*Provided records*.
□ □ □ □ □ □ □

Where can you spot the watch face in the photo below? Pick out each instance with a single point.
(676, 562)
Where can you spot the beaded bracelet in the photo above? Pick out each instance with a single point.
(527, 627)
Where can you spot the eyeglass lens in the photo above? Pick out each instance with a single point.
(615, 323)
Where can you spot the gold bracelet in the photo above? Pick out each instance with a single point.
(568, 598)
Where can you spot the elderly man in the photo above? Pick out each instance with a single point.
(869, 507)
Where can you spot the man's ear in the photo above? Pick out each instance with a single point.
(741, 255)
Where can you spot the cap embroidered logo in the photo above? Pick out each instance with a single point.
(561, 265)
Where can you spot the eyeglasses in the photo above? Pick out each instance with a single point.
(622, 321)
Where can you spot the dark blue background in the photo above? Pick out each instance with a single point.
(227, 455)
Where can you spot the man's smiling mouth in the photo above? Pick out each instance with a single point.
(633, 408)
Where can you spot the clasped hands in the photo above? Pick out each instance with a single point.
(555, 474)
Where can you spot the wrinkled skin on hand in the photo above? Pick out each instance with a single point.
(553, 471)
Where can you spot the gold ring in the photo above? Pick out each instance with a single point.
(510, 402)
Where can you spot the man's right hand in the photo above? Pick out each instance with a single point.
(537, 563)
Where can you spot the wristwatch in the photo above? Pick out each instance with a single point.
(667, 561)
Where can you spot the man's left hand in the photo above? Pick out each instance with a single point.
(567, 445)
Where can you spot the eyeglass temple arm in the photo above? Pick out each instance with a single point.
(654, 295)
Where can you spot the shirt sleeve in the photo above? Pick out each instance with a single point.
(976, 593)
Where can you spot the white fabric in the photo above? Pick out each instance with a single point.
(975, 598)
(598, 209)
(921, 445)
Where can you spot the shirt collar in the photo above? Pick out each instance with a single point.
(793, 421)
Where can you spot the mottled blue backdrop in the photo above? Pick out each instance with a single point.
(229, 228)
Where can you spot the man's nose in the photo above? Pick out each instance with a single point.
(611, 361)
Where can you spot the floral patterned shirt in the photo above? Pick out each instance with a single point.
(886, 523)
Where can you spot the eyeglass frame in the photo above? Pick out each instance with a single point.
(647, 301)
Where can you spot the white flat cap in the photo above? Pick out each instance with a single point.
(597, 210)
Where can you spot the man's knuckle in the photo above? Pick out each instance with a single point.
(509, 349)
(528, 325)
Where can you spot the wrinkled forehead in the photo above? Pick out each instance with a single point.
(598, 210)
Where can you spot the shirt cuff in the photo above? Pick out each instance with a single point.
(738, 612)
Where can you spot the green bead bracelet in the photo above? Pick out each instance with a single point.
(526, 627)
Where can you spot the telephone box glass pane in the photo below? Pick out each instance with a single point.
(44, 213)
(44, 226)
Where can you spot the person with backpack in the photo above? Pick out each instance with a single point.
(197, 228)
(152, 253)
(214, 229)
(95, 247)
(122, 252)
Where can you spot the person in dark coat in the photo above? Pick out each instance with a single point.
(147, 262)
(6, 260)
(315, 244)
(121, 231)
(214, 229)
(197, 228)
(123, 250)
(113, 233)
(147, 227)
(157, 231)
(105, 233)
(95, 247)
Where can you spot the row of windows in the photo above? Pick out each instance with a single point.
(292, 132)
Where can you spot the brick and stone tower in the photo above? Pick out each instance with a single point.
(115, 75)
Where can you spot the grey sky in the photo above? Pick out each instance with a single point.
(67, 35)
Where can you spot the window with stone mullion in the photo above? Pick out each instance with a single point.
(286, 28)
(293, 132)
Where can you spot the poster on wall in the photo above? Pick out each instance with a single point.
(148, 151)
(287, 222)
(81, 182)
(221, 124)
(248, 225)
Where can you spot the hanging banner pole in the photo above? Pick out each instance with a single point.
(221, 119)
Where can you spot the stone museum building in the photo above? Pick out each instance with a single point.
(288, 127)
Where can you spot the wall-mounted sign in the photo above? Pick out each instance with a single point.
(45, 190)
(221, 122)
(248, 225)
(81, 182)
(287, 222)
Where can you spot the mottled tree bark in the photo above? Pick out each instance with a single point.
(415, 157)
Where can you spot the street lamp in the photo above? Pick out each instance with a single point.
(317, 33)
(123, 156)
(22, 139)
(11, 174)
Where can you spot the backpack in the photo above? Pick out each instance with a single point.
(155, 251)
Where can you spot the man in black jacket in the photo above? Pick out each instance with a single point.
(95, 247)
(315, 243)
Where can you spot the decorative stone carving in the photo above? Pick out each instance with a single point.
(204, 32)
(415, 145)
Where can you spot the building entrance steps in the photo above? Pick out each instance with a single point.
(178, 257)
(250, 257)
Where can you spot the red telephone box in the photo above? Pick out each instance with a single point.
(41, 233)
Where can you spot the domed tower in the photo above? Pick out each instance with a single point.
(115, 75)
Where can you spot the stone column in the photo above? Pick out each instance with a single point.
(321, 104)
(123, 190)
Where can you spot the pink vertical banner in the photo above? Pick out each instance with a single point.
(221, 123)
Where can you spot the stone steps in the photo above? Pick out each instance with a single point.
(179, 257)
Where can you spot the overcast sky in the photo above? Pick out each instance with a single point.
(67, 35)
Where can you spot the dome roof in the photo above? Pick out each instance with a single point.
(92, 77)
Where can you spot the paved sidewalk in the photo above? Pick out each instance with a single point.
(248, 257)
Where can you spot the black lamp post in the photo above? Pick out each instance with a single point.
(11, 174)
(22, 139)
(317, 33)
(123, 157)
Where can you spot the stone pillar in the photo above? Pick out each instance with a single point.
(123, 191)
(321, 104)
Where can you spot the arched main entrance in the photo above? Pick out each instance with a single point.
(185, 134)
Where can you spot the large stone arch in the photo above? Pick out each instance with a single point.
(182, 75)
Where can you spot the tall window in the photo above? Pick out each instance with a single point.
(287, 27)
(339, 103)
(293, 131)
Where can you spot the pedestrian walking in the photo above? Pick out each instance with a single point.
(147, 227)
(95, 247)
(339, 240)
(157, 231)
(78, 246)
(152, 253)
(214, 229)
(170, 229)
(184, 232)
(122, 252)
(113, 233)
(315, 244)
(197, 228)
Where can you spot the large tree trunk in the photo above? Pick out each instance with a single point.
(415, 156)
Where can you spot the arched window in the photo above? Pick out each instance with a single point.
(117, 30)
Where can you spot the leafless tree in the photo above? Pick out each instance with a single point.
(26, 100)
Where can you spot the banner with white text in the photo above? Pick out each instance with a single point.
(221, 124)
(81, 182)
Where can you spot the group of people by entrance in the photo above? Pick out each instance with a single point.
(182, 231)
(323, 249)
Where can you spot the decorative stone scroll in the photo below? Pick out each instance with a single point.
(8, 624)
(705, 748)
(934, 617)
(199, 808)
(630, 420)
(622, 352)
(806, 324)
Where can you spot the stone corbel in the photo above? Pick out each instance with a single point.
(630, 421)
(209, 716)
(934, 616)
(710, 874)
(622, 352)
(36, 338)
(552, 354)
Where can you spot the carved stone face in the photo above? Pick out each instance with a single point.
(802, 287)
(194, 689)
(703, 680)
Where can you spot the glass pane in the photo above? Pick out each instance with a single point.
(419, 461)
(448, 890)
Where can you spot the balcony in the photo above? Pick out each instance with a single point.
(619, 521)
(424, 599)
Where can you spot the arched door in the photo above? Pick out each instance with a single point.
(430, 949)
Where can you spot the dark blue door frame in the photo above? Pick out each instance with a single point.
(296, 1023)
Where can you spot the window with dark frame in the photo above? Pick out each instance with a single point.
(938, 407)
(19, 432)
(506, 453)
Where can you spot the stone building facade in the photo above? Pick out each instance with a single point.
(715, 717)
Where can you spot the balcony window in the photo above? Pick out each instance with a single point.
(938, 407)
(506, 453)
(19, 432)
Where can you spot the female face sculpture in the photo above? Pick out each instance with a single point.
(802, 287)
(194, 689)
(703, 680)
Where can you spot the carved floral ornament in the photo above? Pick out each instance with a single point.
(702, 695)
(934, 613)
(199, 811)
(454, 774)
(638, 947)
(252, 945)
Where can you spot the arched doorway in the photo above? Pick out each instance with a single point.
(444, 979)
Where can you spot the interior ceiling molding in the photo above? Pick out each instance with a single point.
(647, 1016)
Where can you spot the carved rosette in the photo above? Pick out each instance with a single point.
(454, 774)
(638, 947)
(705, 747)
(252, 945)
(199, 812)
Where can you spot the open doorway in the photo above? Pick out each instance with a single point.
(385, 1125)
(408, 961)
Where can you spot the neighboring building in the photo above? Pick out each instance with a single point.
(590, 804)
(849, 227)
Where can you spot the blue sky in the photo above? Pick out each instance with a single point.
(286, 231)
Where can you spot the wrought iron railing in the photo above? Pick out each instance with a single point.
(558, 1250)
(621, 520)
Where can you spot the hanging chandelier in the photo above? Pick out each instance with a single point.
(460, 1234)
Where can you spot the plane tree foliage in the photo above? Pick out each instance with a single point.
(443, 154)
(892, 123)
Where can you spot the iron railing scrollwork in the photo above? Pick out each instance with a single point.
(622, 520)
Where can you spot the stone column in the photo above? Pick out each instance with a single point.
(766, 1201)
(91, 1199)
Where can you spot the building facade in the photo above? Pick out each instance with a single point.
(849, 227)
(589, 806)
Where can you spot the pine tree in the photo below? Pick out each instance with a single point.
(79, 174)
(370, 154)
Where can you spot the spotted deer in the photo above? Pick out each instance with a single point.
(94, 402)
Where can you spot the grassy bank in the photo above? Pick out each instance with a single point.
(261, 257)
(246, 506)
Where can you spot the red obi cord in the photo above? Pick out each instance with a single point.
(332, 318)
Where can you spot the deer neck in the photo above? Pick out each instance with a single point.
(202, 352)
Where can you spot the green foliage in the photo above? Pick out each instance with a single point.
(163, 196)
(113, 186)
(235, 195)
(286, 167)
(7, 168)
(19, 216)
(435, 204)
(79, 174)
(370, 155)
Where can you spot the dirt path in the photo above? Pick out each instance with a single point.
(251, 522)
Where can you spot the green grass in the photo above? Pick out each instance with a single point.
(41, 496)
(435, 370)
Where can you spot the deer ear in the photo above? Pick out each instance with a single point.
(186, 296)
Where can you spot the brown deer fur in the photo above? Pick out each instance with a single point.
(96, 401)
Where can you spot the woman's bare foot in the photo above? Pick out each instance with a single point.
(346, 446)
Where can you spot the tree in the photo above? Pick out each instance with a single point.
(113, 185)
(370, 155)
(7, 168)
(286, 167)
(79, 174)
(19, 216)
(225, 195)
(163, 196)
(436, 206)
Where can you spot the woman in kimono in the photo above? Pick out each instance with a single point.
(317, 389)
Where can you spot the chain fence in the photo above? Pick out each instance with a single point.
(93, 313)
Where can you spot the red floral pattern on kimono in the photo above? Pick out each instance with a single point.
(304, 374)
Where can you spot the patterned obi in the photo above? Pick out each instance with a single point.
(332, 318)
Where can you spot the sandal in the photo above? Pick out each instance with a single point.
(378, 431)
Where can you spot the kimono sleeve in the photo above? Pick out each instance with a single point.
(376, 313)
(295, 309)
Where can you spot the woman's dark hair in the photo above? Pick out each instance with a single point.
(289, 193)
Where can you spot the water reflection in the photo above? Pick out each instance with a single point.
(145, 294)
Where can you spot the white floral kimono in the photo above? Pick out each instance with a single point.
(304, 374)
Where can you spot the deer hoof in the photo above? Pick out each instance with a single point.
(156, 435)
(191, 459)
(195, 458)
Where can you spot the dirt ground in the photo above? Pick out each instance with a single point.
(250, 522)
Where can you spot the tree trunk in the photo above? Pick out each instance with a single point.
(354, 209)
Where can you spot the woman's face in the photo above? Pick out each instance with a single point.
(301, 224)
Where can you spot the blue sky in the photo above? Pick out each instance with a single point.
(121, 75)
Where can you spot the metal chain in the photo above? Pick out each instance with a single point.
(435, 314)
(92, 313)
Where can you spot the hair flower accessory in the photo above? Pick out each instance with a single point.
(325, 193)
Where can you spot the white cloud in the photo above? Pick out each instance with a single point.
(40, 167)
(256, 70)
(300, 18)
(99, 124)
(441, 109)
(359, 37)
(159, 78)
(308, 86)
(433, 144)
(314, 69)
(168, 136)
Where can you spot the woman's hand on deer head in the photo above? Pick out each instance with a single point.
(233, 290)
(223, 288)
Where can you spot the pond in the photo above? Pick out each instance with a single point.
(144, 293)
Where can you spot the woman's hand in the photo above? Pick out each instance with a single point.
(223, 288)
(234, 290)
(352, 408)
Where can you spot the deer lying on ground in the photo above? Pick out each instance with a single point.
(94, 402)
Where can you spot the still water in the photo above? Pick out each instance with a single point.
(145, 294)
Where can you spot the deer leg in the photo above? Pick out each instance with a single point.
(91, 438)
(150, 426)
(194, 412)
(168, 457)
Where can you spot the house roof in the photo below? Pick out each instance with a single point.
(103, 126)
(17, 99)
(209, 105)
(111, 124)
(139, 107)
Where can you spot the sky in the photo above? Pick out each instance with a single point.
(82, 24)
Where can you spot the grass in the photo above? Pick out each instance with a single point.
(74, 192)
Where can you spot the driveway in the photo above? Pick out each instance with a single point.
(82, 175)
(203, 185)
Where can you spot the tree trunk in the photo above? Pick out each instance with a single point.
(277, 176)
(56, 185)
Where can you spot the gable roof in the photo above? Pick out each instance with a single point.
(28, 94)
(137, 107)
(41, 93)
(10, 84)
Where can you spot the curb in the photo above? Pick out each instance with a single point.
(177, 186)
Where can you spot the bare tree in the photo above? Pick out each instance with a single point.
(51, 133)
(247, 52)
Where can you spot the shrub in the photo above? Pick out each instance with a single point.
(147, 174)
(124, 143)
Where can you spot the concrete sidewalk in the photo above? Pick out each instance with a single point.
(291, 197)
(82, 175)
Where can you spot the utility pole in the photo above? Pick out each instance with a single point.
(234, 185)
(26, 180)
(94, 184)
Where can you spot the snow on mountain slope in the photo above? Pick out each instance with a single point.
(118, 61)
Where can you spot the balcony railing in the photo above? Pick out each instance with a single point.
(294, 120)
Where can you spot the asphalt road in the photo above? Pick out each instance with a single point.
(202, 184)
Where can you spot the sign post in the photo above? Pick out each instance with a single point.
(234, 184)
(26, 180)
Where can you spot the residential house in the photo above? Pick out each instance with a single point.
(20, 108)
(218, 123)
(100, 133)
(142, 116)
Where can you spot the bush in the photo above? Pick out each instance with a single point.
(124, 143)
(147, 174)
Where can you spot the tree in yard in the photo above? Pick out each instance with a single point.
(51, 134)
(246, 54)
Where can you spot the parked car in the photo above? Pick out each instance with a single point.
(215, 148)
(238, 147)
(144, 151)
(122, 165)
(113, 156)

□ □ □ □ □ □ □

*Problem description*. Starting with the line that contains "Where can you spot the curb", repeat each line through the last one exactly as it appears. Include both ends and nothing more.

*Result*.
Where can you spot the curb in the photo above? Pick out each instance with a single point.
(177, 186)
Where can you spot the bare tree in the photo above? Pick out each instance with a single point.
(51, 133)
(247, 52)
Where can you spot the shrub in the photo above? Pick out each instance with a single point.
(147, 174)
(124, 143)
Where can you spot the concrete sidewalk in the photo above? Pick out each instance with a single point.
(291, 197)
(82, 175)
Where can you spot the utility pole in the photo above? Pick out each instance with a single point.
(234, 185)
(26, 180)
(94, 184)
Where can you spot the snow on mountain slope in the photo above? Pick out each instance with a single point.
(118, 61)
Where can you spot the balcony railing in the photo above? Pick out each instance with a single point.
(294, 120)
Where can you spot the asphalt road in the photo above? Pick out each instance with a single point.
(202, 184)
Where can you spot the sign post in the photo above? Pick out each instance with a single point.
(234, 184)
(26, 180)
Where can you spot the residential house in the photo above? Pick out each instance with a single point.
(20, 108)
(218, 123)
(100, 133)
(142, 116)
Where can you spot the bush in the photo above? Pick out each instance with a single point.
(124, 143)
(147, 174)
Where can you spot the tree in yard in the photo above? Pick out each instance with a single point.
(51, 134)
(246, 54)
Where can you spot the parked car in the photo above? Pick out each instance with a single point.
(215, 148)
(238, 147)
(144, 151)
(122, 165)
(113, 156)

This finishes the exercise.